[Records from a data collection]

──────

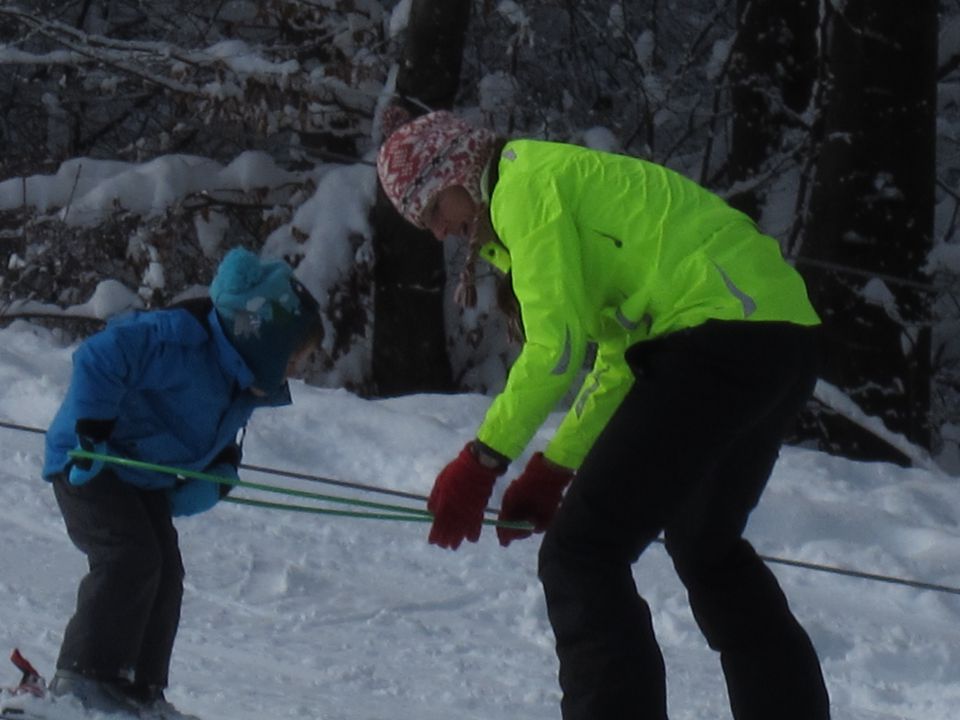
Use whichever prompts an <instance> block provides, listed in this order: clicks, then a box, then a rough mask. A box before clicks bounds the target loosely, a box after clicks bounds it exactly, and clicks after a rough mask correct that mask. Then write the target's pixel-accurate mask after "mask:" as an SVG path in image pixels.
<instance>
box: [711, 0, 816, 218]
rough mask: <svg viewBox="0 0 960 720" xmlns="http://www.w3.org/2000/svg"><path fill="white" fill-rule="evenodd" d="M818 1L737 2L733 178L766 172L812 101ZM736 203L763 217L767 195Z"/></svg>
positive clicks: (752, 1) (746, 210) (740, 200)
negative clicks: (782, 139)
mask: <svg viewBox="0 0 960 720" xmlns="http://www.w3.org/2000/svg"><path fill="white" fill-rule="evenodd" d="M818 5H819V4H818V2H816V0H798V1H797V2H792V3H787V4H786V5H785V4H784V3H783V2H781V1H780V0H737V18H738V28H737V40H736V44H735V46H734V48H733V57H732V59H731V67H730V72H731V79H732V86H733V89H732V98H731V99H732V102H733V128H732V141H731V153H730V180H731V181H732V182H737V181H741V180H747V179H749V178H751V177H753V176H755V175H757V174H758V173H759V172H760V171H762V170H763V167H764V164H765V163H766V162H767V161H769V159H770V157H771V155H773V154H775V153H776V151H777V150H778V149H779V146H780V144H781V137H782V135H783V131H784V128H785V127H787V126H789V125H793V124H795V121H793V120H792V119H791V116H792V115H794V114H796V115H800V114H801V113H803V112H804V111H805V110H806V108H807V106H808V104H809V103H810V96H811V92H812V89H813V83H814V80H815V79H816V67H817V64H816V54H817V24H818V22H819V7H818ZM730 204H731V205H733V206H734V207H736V208H738V209H740V210H742V211H743V212H745V213H747V214H748V215H750V216H751V217H752V218H754V219H755V220H756V219H759V215H760V209H761V207H762V205H763V197H762V196H761V193H760V192H759V191H757V190H749V191H746V192H743V193H740V194H737V195H734V196H732V197H731V198H730Z"/></svg>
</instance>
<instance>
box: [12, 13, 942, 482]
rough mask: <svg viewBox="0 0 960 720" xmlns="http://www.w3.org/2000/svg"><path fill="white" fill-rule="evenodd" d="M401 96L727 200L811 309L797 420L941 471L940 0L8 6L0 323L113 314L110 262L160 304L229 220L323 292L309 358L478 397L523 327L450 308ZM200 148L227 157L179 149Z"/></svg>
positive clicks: (510, 350) (132, 305)
mask: <svg viewBox="0 0 960 720" xmlns="http://www.w3.org/2000/svg"><path fill="white" fill-rule="evenodd" d="M390 108H402V109H403V110H404V111H405V112H407V113H410V114H413V115H416V114H419V113H422V112H426V111H427V110H429V109H439V108H453V109H455V110H456V111H457V112H459V113H461V114H463V115H464V116H466V117H468V118H469V119H471V120H472V121H474V122H476V123H479V124H483V125H485V126H487V127H490V128H492V129H494V130H495V131H497V132H498V133H500V134H503V135H508V136H520V135H522V136H528V137H537V138H544V139H550V140H559V141H564V142H574V143H581V144H585V145H589V146H592V147H597V148H599V149H603V150H610V151H614V152H622V153H626V154H630V155H636V156H640V157H645V158H648V159H651V160H653V161H656V162H659V163H663V164H665V165H667V166H670V167H672V168H674V169H676V170H679V171H680V172H683V173H684V174H686V175H687V176H688V177H691V178H693V179H695V180H697V181H698V182H700V183H702V184H703V185H705V186H707V187H709V188H711V189H712V190H714V191H715V192H717V193H718V194H720V195H722V196H723V197H725V198H727V200H728V201H729V202H730V203H731V204H733V205H735V206H736V207H738V208H740V209H742V210H743V211H745V212H747V213H748V214H750V215H751V216H752V217H754V218H755V219H756V220H757V221H758V223H759V224H760V226H761V227H762V228H763V229H764V230H765V231H766V232H768V233H769V234H771V235H773V236H774V237H776V238H777V239H778V240H779V241H780V242H781V246H782V248H783V251H784V254H785V256H787V257H788V259H789V260H790V261H791V262H793V263H794V264H795V265H796V267H797V269H798V270H799V271H800V272H801V273H802V274H803V275H804V277H805V278H806V280H807V282H808V285H809V288H810V293H811V296H812V298H813V300H814V304H815V305H816V306H817V308H818V310H819V311H820V312H821V315H822V316H823V318H824V320H825V328H826V337H827V352H826V353H825V357H826V361H827V362H826V366H825V368H824V382H825V383H828V385H825V387H829V388H830V389H831V390H835V391H836V392H835V393H831V394H829V395H828V394H826V393H824V392H820V393H818V396H817V397H818V399H816V400H814V401H811V403H810V406H809V408H808V411H807V412H806V413H805V415H804V417H803V419H802V422H801V423H800V424H799V426H798V428H797V429H796V435H795V437H794V438H793V439H794V441H796V442H804V443H807V444H810V445H815V446H816V447H817V448H819V449H822V450H827V451H830V452H835V453H838V454H842V455H846V456H847V457H851V458H855V459H880V460H893V461H896V462H901V463H909V462H915V460H916V457H917V452H913V451H911V450H907V451H905V450H904V447H907V448H919V449H920V450H921V451H922V452H929V453H930V454H931V455H932V456H933V457H934V458H936V460H937V462H938V463H939V464H940V466H941V467H942V468H944V469H945V470H947V471H948V472H953V473H956V472H960V451H958V446H960V237H958V229H957V225H958V221H960V0H940V1H939V2H937V1H935V0H916V1H915V2H912V3H876V2H870V1H869V0H822V1H820V0H798V1H797V2H792V3H782V2H778V1H777V0H617V1H611V0H530V1H528V2H522V3H521V2H513V1H512V0H500V1H499V2H498V1H496V0H400V1H399V2H391V1H389V0H382V1H378V0H301V1H289V0H263V1H262V2H245V1H234V2H225V1H224V0H191V1H190V2H186V1H185V0H155V1H153V2H140V1H138V0H49V1H39V2H10V1H8V0H4V1H3V2H2V3H0V322H3V323H8V322H9V321H10V320H11V319H13V318H22V317H27V318H30V319H32V320H33V321H35V322H40V323H43V324H45V325H47V326H49V327H53V328H55V329H56V331H57V332H58V333H60V334H61V336H62V338H63V341H64V342H65V343H66V342H72V341H75V340H76V339H79V338H81V337H83V336H85V335H87V334H89V333H90V332H93V331H95V330H96V329H98V328H99V327H100V326H101V325H102V323H103V321H104V320H106V319H107V316H108V315H110V314H112V313H113V312H116V311H117V310H118V309H123V307H118V304H117V303H116V302H110V303H105V304H100V305H97V304H96V303H93V302H92V298H96V297H97V293H98V292H104V289H105V288H113V289H114V292H115V290H116V286H117V285H119V286H121V287H123V288H126V290H127V291H128V301H127V302H126V303H125V306H127V307H147V308H149V307H162V306H165V305H167V304H170V303H171V302H175V301H176V300H178V299H180V298H182V297H185V296H189V295H192V294H197V293H201V292H203V290H204V288H205V287H206V285H207V284H208V283H209V281H210V279H211V275H212V272H213V270H214V268H215V267H216V264H217V262H218V261H219V259H220V258H221V257H222V256H223V254H224V253H225V252H226V250H228V249H229V248H230V247H233V246H235V245H244V246H247V247H250V248H252V249H255V250H258V251H261V252H263V253H264V254H267V255H283V256H284V257H286V258H287V259H288V260H289V261H290V262H291V263H292V264H294V265H296V266H298V275H299V276H300V278H301V279H302V280H303V281H304V282H305V283H306V284H307V286H308V287H309V288H310V289H311V290H312V291H313V292H314V294H316V295H317V297H318V298H319V300H320V302H321V306H322V308H323V311H324V315H325V318H324V319H325V325H326V328H327V334H326V339H325V341H324V347H323V351H322V352H321V353H318V354H317V356H316V357H315V358H314V360H313V363H312V365H311V368H310V369H309V371H308V376H307V378H306V379H307V380H308V381H309V382H311V383H313V384H315V385H320V386H325V387H345V388H347V389H349V390H351V391H353V392H356V393H358V394H360V395H363V396H366V397H381V396H394V395H401V394H406V393H420V392H481V393H488V394H489V393H492V392H494V391H496V390H497V389H498V388H499V386H500V385H502V382H503V380H504V378H505V375H506V371H507V369H508V368H509V364H510V361H511V359H512V357H513V356H514V355H515V352H516V350H517V348H516V346H515V345H512V344H510V342H509V340H508V338H507V333H506V332H505V323H504V320H503V318H502V317H501V316H500V314H499V311H498V310H497V309H496V294H497V290H496V284H497V281H496V278H495V277H494V276H493V275H490V276H488V277H486V278H484V286H483V287H482V288H481V295H480V301H481V302H480V304H479V305H478V307H477V308H476V309H474V310H469V311H465V310H462V309H459V308H457V307H456V306H455V305H454V304H453V303H452V301H451V285H452V284H453V283H448V282H447V279H448V278H452V279H454V280H455V278H456V272H457V268H458V266H459V262H460V260H461V259H462V258H460V257H458V256H457V254H456V253H452V252H449V251H447V252H445V251H444V249H443V247H442V246H441V245H439V244H438V243H436V242H435V241H433V240H432V239H430V238H429V237H426V236H424V234H423V233H420V232H417V231H415V230H413V229H412V228H410V227H409V226H407V225H405V224H404V223H403V222H402V221H401V220H400V219H399V218H398V217H397V216H396V214H395V213H394V212H393V210H392V209H391V208H390V207H389V204H387V203H385V202H384V198H383V196H382V193H381V192H379V189H378V188H377V187H376V179H375V173H374V171H373V167H372V163H373V159H374V157H375V152H376V148H377V146H378V145H379V143H380V141H381V140H382V135H383V122H382V118H383V117H384V113H385V112H387V110H388V109H390ZM390 112H391V113H392V112H394V111H393V110H391V111H390ZM200 162H206V163H207V164H206V165H204V167H206V168H208V169H209V168H210V167H215V168H219V169H222V170H223V171H222V172H217V173H213V174H209V173H207V174H203V173H199V172H193V174H192V175H191V172H190V171H186V173H185V174H186V176H189V177H185V176H183V173H181V175H177V174H176V173H175V172H173V171H172V170H171V168H174V167H181V168H183V167H187V168H196V167H198V163H200ZM144 177H149V178H150V179H151V185H150V187H151V189H152V191H153V192H152V194H151V195H150V201H149V202H148V203H143V202H137V201H135V200H134V199H135V198H142V197H143V194H142V193H140V194H133V193H131V192H130V187H131V182H132V178H140V179H142V178H144ZM158 177H163V178H165V181H164V182H158V181H157V178H158ZM208 178H213V179H212V180H210V181H209V182H206V181H203V180H206V179H208ZM51 179H56V180H57V182H56V184H55V185H53V184H51V182H50V180H51ZM45 180H46V181H45ZM54 186H55V187H57V188H59V189H60V191H59V192H45V191H43V189H46V190H49V189H50V188H51V187H54ZM94 198H96V199H97V201H96V202H94V201H93V199H94ZM344 208H347V210H349V212H350V213H351V220H350V221H344V220H343V217H342V214H343V213H344V212H346V210H345V209H344ZM338 213H339V215H338ZM354 215H358V216H359V217H353V216H354ZM332 220H335V221H332ZM121 305H123V304H121ZM98 307H100V308H101V309H104V308H106V309H107V310H105V311H104V312H97V311H96V310H97V308H98ZM838 396H839V397H842V398H843V402H837V401H836V398H837V397H838ZM831 398H832V400H831ZM851 407H853V408H855V412H853V413H851V412H850V411H849V409H850V408H851ZM851 417H855V418H857V421H856V422H852V421H851ZM864 418H869V419H870V420H869V421H865V420H864ZM14 420H16V419H14ZM878 428H879V429H880V430H881V431H878ZM891 436H893V437H895V438H899V439H901V440H903V442H890V437H891Z"/></svg>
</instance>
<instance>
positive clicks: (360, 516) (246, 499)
mask: <svg viewBox="0 0 960 720" xmlns="http://www.w3.org/2000/svg"><path fill="white" fill-rule="evenodd" d="M224 501H226V502H232V503H234V504H236V505H252V506H254V507H262V508H268V509H271V510H289V511H292V512H303V513H315V514H317V515H335V516H337V517H352V518H363V519H368V520H399V521H400V522H421V523H424V522H432V521H433V516H432V515H426V516H422V515H408V514H406V513H404V514H393V513H367V512H357V511H353V510H334V509H332V508H319V507H307V506H306V505H289V504H287V503H275V502H269V501H267V500H254V499H252V498H235V497H233V496H232V495H229V496H227V497H225V498H224ZM483 524H484V525H494V526H496V527H505V528H512V529H516V530H532V529H533V528H532V526H531V525H530V524H529V523H524V522H509V521H497V520H493V519H490V518H484V520H483Z"/></svg>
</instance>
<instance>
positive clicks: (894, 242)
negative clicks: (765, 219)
mask: <svg viewBox="0 0 960 720" xmlns="http://www.w3.org/2000/svg"><path fill="white" fill-rule="evenodd" d="M827 28H828V37H827V70H828V82H829V83H830V84H829V86H828V88H827V93H826V103H825V110H824V114H823V118H822V122H823V128H822V130H823V141H822V145H821V148H820V155H819V161H818V165H817V173H816V181H815V183H814V187H813V191H812V195H811V207H810V222H809V224H808V226H807V230H806V236H805V240H804V244H803V248H802V258H801V259H800V262H803V261H804V260H808V261H810V264H809V272H807V276H808V278H809V280H810V290H811V295H812V297H813V300H814V304H815V305H816V306H817V307H818V308H819V309H820V311H821V314H822V315H823V318H824V321H825V329H826V331H827V333H826V335H827V352H826V366H825V369H824V377H825V378H826V379H827V380H828V381H830V382H832V383H833V384H835V385H837V386H839V387H840V388H841V389H843V390H844V391H846V393H847V394H848V395H849V396H851V397H852V398H853V399H854V400H855V401H856V402H857V403H858V404H859V405H860V407H861V408H862V409H863V410H865V411H866V412H868V413H869V414H872V415H875V416H878V417H880V418H881V419H882V420H883V421H884V422H885V423H886V425H887V426H888V427H889V428H890V429H892V430H894V431H897V432H900V433H903V434H904V435H906V436H907V437H908V438H909V439H911V440H913V441H914V442H916V443H919V444H921V445H923V446H925V447H929V441H930V428H929V419H928V418H929V405H930V367H931V358H930V331H929V321H930V298H929V295H928V294H926V293H925V292H924V291H923V290H922V289H919V288H920V287H921V286H922V285H923V284H924V283H926V282H927V278H926V277H925V276H924V275H923V272H922V270H921V268H922V266H923V264H924V261H925V259H926V256H927V253H928V252H929V250H930V248H931V246H932V241H933V207H934V180H935V160H936V154H935V148H936V143H935V121H936V115H935V113H936V80H935V75H936V59H937V3H936V2H935V0H917V2H913V3H878V2H873V1H872V0H849V1H848V2H847V3H845V4H844V5H843V11H842V13H840V12H837V11H832V16H831V17H829V18H828V24H827ZM851 269H855V270H856V272H851ZM898 278H899V279H898ZM826 429H827V431H828V434H829V447H828V449H832V450H835V451H839V452H842V453H843V454H844V455H847V456H849V457H861V458H866V459H885V460H894V461H903V458H902V456H900V454H899V453H897V452H895V451H893V450H892V449H890V448H889V447H887V446H885V445H883V444H881V443H879V441H876V440H874V439H873V438H872V437H870V436H868V435H866V434H865V433H862V432H861V431H858V430H857V429H856V428H855V427H853V426H852V425H850V424H848V423H845V421H842V420H839V419H837V420H835V421H828V423H827V426H826Z"/></svg>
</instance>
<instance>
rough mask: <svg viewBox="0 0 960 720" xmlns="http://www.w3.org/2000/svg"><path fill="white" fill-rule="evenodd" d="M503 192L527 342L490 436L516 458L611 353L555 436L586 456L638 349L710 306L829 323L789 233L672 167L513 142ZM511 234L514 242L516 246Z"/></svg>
mask: <svg viewBox="0 0 960 720" xmlns="http://www.w3.org/2000/svg"><path fill="white" fill-rule="evenodd" d="M498 169H499V177H498V179H497V182H496V185H495V186H494V188H493V191H492V196H491V197H490V217H491V221H492V224H493V229H494V231H495V232H496V234H497V236H498V238H499V240H500V242H501V243H502V245H503V247H499V246H497V245H496V244H495V243H490V244H488V245H487V246H485V247H484V248H483V250H482V251H481V255H482V256H484V257H486V258H487V259H488V260H489V261H491V262H492V263H493V264H495V265H497V266H498V267H499V268H500V269H501V270H502V271H507V270H510V271H511V272H512V282H513V289H514V293H515V294H516V296H517V299H518V301H519V303H520V308H521V313H522V321H523V329H524V334H525V342H524V345H523V349H522V350H521V352H520V354H519V356H518V357H517V359H516V361H515V362H514V364H513V366H512V367H511V369H510V373H509V375H508V377H507V383H506V386H505V387H504V389H503V391H502V392H501V393H500V394H499V395H498V396H497V397H496V398H495V399H494V401H493V403H492V404H491V405H490V407H489V409H488V411H487V413H486V416H485V418H484V420H483V422H482V423H481V425H480V428H479V430H478V432H477V438H478V439H479V440H480V441H481V442H483V443H485V444H486V445H488V446H490V447H491V448H493V449H494V450H496V451H497V452H499V453H502V454H503V455H505V456H506V457H508V458H510V459H515V458H516V457H517V456H518V455H519V454H520V453H521V452H522V451H523V449H524V448H525V447H526V446H527V444H528V443H529V442H530V439H531V438H532V437H533V434H534V433H535V432H536V431H537V429H538V428H539V427H540V425H542V424H543V422H544V420H546V418H547V415H548V414H549V413H550V412H552V411H553V410H554V409H555V408H556V405H557V404H558V402H559V401H560V400H561V399H562V398H563V396H564V395H565V393H566V391H567V390H568V388H569V387H570V385H571V383H572V382H573V380H574V379H575V378H576V377H578V376H579V371H580V369H581V366H582V365H583V362H584V356H585V354H586V350H587V345H588V343H590V342H595V343H597V358H596V361H595V363H594V366H593V369H592V370H591V372H589V373H588V374H587V376H586V377H585V379H584V381H583V384H582V385H581V387H580V390H579V393H578V394H577V396H576V398H575V399H574V402H573V404H572V406H571V408H570V410H569V412H568V413H567V414H566V416H565V417H564V419H563V421H562V422H561V424H560V427H559V428H558V429H557V432H556V433H555V434H554V436H553V438H552V439H551V440H550V442H549V444H548V445H547V448H546V450H545V455H546V457H547V458H549V459H550V460H552V461H554V462H556V463H559V464H561V465H564V466H566V467H571V468H577V467H579V465H580V463H581V462H582V460H583V458H584V456H585V455H586V453H587V451H588V450H589V449H590V446H591V445H592V444H593V442H594V440H595V439H596V437H597V436H598V435H599V434H600V431H601V430H602V429H603V427H604V425H606V423H607V421H608V420H609V419H610V417H611V415H612V414H613V412H614V410H616V408H617V406H618V405H619V404H620V401H621V400H622V399H623V397H624V395H626V392H627V390H628V389H629V388H630V385H631V384H632V382H633V375H632V374H631V372H630V369H629V367H628V366H627V364H626V361H625V360H624V357H623V355H624V351H625V350H626V349H627V348H628V347H629V346H631V345H633V344H634V343H637V342H642V341H644V340H648V339H651V338H656V337H659V336H662V335H665V334H667V333H670V332H674V331H677V330H681V329H683V328H689V327H693V326H696V325H699V324H701V323H703V322H705V321H706V320H709V319H721V320H749V321H787V322H792V323H796V324H799V325H817V324H819V322H820V320H819V318H818V317H817V314H816V312H815V311H814V309H813V307H812V306H811V304H810V301H809V299H808V298H807V293H806V288H805V286H804V283H803V280H802V279H801V277H800V276H799V275H798V274H797V272H796V271H795V270H794V269H793V268H792V267H791V266H790V265H789V264H787V262H786V261H785V260H784V259H783V257H782V255H781V252H780V247H779V245H778V243H777V241H776V240H774V239H773V238H771V237H769V236H766V235H763V234H762V233H760V232H759V231H758V230H757V228H756V226H755V225H754V223H753V222H752V221H751V220H750V219H749V218H748V217H747V216H746V215H744V214H743V213H741V212H739V211H737V210H734V209H733V208H731V207H730V206H729V205H727V204H726V203H725V202H724V201H723V200H722V199H721V198H719V197H718V196H716V195H714V194H713V193H711V192H709V191H707V190H705V189H703V188H702V187H700V186H699V185H697V184H696V183H694V182H692V181H690V180H688V179H686V178H684V177H683V176H682V175H680V174H678V173H676V172H673V171H671V170H669V169H667V168H665V167H662V166H660V165H656V164H653V163H649V162H645V161H643V160H639V159H636V158H631V157H626V156H622V155H613V154H609V153H603V152H598V151H595V150H589V149H586V148H581V147H578V146H574V145H566V144H560V143H549V142H542V141H535V140H515V141H512V142H509V143H507V145H506V146H505V147H504V149H503V152H502V153H501V155H500V159H499V165H498ZM504 248H505V249H506V250H504Z"/></svg>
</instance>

──────

Exercise prompt -
Which lines of the records above contain the word "negative"? Show each of them.

Result of this exercise -
negative clicks: (782, 139)
negative clicks: (765, 219)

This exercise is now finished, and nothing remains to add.